WORK TO COMPLETE — Transcribe every record that appears below, exactly and in full.

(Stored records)
◇ ◇ ◇

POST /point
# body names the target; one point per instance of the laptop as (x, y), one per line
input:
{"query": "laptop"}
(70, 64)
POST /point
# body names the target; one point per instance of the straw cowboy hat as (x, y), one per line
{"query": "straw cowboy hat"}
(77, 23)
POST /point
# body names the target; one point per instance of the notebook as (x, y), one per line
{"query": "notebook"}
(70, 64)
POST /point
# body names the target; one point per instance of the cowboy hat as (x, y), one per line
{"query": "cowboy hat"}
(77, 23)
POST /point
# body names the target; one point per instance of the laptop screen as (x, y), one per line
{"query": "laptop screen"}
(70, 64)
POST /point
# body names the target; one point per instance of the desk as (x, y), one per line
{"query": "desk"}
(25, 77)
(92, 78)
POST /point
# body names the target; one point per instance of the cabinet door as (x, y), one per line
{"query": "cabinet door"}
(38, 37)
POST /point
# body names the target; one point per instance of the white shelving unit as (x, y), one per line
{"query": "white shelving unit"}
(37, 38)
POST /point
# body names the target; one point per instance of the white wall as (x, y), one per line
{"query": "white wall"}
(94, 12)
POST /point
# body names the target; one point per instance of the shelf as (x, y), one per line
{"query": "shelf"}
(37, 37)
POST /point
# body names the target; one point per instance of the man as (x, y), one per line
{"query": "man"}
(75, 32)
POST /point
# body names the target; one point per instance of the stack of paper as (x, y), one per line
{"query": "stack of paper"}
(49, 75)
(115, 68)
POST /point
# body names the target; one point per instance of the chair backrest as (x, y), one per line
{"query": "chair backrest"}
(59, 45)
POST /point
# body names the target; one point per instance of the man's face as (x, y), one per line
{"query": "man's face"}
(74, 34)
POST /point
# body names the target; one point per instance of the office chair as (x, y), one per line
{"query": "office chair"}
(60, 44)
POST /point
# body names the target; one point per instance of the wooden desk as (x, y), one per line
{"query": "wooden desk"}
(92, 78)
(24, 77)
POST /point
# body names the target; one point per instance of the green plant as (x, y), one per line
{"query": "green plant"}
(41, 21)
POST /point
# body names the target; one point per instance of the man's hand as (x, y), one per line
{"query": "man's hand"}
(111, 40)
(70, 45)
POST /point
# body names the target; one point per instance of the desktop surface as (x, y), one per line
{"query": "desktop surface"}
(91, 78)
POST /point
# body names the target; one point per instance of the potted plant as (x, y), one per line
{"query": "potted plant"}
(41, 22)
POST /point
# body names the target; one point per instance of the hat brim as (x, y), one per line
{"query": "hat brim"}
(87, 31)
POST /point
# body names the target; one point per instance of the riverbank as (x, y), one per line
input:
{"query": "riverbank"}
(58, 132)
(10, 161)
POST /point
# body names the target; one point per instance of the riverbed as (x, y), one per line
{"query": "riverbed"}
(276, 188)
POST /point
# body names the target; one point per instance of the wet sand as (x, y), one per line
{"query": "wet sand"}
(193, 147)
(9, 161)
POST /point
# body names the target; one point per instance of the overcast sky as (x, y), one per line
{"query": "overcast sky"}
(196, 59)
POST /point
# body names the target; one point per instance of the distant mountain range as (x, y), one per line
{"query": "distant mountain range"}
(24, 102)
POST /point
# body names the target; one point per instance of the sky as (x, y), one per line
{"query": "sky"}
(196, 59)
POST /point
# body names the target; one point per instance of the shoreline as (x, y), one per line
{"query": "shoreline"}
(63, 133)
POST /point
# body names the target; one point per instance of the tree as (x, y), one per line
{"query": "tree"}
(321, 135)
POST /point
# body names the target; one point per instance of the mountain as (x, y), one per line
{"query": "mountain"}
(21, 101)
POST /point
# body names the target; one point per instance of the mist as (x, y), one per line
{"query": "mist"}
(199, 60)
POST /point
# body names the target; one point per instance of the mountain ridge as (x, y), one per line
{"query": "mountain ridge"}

◇ ◇ ◇

OUTPUT BELOW —
POST /point
# body names the target; one point per instance of the laptop as (x, y), one per line
input:
{"query": "laptop"}
(70, 64)
POST /point
# body names the target; one point per instance of the straw cowboy hat as (x, y), one per line
{"query": "straw cowboy hat"}
(77, 23)
POST /point
# body names the target; one point per instance of the notebook as (x, y), one per line
{"query": "notebook"}
(70, 64)
POST /point
# body names the target; one point per instance of the cowboy hat as (x, y), one per line
{"query": "cowboy hat"}
(77, 23)
POST /point
# body names the target; one point per instance of the laptop screen as (x, y), one per line
{"query": "laptop screen"}
(70, 64)
POST /point
# body names the target; one point per instance of the desk as (x, y), one per line
{"query": "desk"}
(25, 77)
(92, 78)
POST /point
# body names the target; one point per instance of the cabinet door as (x, y), one per line
{"query": "cabinet door"}
(38, 37)
POST /point
# body names the target; one point per instance of the white shelving unit as (x, y), one per line
{"query": "white shelving unit"}
(37, 38)
POST /point
# body names the target; one point per instance of the white wall as (x, y), one per line
{"query": "white wall"}
(94, 12)
POST /point
# body names the target; one point per instance of the shelf as (x, y), one per line
{"query": "shelf"}
(37, 37)
POST /point
# body names the target; one point per instance of the man as (x, y), one per line
{"query": "man"}
(75, 32)
POST /point
# body names the target; one point per instance of the stack of paper as (x, y), one per line
{"query": "stack of paper"}
(49, 75)
(115, 68)
POST /point
# body names the target; one point per instance of the chair backrest as (x, y), one per line
{"query": "chair backrest"}
(59, 45)
POST /point
# body names the target; one point per instance of the man's face as (x, y), one per line
{"query": "man's face"}
(74, 34)
POST /point
# body names the target; one point per instance of the office chair as (x, y), one per line
{"query": "office chair"}
(60, 44)
POST /point
# body names the target; one point per instance of the wooden desk as (x, y), one per line
{"query": "wooden desk"}
(92, 78)
(24, 77)
POST /point
# body names the target; one point per instance of the green plant as (x, y), one per line
{"query": "green plant"}
(41, 21)
POST /point
# body names the target; one point per instance of the man's hand as (x, y), one per line
{"query": "man's hand"}
(111, 40)
(70, 45)
POST /point
# body names the target; one point per instance of the desktop surface as (x, y), one per line
{"query": "desktop surface"}
(91, 78)
POST /point
# body names the target; one point per instance of the potted plant as (x, y), one per line
{"query": "potted plant"}
(41, 22)
POST /point
# body names the target; one point per instance of the hat brim as (x, y), one per line
{"query": "hat brim"}
(87, 31)
POST /point
# body names the target; one point per instance of the riverbank as (x, y), one per line
input:
{"query": "riverbank"}
(58, 132)
(10, 161)
POST /point
# body names the target; one point per instance of the riverbed as (x, y), one per line
{"query": "riverbed"}
(276, 188)
POST /point
# body names the target; one point per instance of the wet sand as (x, y), one per line
{"query": "wet sand"}
(193, 147)
(9, 161)
POST /point
# body names the target; one point per instance of the overcast sky as (x, y), one per line
{"query": "overcast sky"}
(196, 59)
POST /point
# body names the target; one point per instance of the distant mountain range as (x, y), one per line
{"query": "distant mountain range"}
(24, 102)
POST /point
# body names the target; one point per instance of the sky as (x, y), one per line
{"query": "sky"}
(196, 59)
POST /point
# body names the target; one point per instance of the shoreline as (x, y), one per line
{"query": "shoreline"}
(63, 133)
POST /point
# body names the target; one point per instance of the tree as (x, y), one per line
{"query": "tree"}
(321, 135)
POST /point
# body names the target; one point per instance of the mountain as (x, y), one per line
{"query": "mountain"}
(21, 101)
POST /point
# body names the target; one point per instance of the mist as (x, y), one per line
{"query": "mist"}
(199, 60)
POST /point
# body names the target; one point per instance of the mountain ridge as (x, y), one per line
{"query": "mountain ridge"}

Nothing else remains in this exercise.